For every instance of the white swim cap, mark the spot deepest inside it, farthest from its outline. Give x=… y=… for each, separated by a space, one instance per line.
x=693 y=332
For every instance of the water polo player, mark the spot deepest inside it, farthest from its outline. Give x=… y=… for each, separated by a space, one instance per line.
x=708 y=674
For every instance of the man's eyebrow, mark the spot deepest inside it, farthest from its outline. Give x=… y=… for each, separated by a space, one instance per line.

### What you should do
Copy out every line of the data above, requests included, and add -126 to each coordinate in the answers.

### Output of the task
For every instance of the white swim cap, mark the spot deepest inside it, farthest from its outline. Give x=… y=… for each, separated by a space, one instance per line.
x=567 y=206
For every instance of the water polo player, mark the spot deepest inside it, farthest from its outline. Give x=… y=… for each, separated by a space, one instance per line.
x=582 y=548
For every instance of the man's eyebrow, mark the spot deepest inside it, farthest from its outline. Give x=… y=… for each, separated by a space, one instance per line.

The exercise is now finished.